SELECTED EXTRACT
Decided and Entered: April 27, 2017
107903

[*1]THE PEOPLE OF THE STATE OF NEW YORK, Respondent,

v

GEORGE F. MIDDLEMISS, Appellant.

Calendar Date: February 28, 2017
Before: McCarthy, J.P., Egan Jr., Devine, Clark and Aarons, JJ.

Susan Patnode, Rural Law Center of New York, Castleton (Cynthia Feathers of counsel), for appellant.

Mary E. Rain, District Attorney, Canton (Matthew L. Peabody of counsel), for respondent.



MEMORANDUM AND ORDER

Appeal from a judgment of the County Court of St. Lawrence County (Richards, J.), rendered September 9, 2015, which revoked defendant's probation and imposed a sentence of imprisonment.

Defendant pleaded guilty to two counts of criminal contempt in the first degree and waived his right to appeal. Notwithstanding various violations of his release pending sentencing, defendant was sentenced, in accordance with the terms of the plea agreement, to six months in jail and five years of probation. Thereafter, defendant was charged with and admitted violating the terms of his probation, including by using illicit drugs. Ultimately, County Court revoked defendant's probation and resentenced him to an aggregate prison term of 2 to 7 years. Defendant now appeals.

YOUR INSTRUCTIONS
Answer these questions about the court decision above:
1. What calendar date does the decision list?
2. Who was the District Attorney for the respondent?
3. What aggregate prison term was the defendant given at resentencing?

INFORMATION GIVEN

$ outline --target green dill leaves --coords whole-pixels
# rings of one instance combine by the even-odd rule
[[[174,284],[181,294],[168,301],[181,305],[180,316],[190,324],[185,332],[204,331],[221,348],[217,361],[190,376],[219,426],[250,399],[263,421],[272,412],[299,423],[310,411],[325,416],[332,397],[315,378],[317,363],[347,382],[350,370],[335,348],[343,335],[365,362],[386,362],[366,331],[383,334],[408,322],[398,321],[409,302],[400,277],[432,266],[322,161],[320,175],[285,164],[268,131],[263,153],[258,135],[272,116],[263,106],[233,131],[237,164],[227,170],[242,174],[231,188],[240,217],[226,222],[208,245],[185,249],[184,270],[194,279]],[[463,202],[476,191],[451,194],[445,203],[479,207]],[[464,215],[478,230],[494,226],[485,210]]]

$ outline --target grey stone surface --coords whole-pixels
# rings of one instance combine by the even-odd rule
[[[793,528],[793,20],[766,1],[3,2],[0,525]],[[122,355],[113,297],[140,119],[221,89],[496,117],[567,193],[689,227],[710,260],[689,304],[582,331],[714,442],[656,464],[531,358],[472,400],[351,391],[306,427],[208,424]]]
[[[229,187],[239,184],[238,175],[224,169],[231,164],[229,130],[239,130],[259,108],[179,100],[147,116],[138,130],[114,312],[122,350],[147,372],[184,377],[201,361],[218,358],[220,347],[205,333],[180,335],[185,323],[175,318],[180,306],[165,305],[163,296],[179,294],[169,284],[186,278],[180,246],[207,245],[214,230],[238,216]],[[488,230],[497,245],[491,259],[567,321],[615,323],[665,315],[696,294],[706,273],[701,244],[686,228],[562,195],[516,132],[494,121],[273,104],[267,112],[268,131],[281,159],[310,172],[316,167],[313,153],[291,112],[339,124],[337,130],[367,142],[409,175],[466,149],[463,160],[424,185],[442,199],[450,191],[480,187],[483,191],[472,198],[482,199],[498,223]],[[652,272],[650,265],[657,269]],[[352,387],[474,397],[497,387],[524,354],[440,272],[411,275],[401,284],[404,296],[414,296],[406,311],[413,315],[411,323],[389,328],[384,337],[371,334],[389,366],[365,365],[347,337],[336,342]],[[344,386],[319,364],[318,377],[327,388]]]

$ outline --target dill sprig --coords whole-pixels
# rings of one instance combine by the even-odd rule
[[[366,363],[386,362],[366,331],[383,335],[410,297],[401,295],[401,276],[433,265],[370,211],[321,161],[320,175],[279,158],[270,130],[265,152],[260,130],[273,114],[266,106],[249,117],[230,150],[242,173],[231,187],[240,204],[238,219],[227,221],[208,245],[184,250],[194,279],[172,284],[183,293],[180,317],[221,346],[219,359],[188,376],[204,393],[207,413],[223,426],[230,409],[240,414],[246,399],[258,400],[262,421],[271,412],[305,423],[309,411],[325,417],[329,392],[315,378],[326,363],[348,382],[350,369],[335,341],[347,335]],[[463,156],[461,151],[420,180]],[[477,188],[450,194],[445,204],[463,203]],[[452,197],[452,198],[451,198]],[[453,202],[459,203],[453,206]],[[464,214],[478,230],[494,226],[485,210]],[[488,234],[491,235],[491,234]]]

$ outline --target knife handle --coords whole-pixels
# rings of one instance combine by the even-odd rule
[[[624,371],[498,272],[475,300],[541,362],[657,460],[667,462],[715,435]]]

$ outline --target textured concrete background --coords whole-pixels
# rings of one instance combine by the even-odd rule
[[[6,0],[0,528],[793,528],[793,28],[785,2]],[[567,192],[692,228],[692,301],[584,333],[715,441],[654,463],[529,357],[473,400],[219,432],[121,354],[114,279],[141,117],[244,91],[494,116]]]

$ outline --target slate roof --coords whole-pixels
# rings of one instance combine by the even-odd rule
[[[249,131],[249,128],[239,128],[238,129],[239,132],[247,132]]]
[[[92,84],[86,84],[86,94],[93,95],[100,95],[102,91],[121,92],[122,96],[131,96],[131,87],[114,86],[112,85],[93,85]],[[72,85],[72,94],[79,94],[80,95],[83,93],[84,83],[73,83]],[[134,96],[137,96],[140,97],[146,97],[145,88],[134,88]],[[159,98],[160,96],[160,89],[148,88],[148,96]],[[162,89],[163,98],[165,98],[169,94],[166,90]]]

FULL OUTPUT
1. February 28, 2017
2. Mary E. Rain
3. 2 to 7 years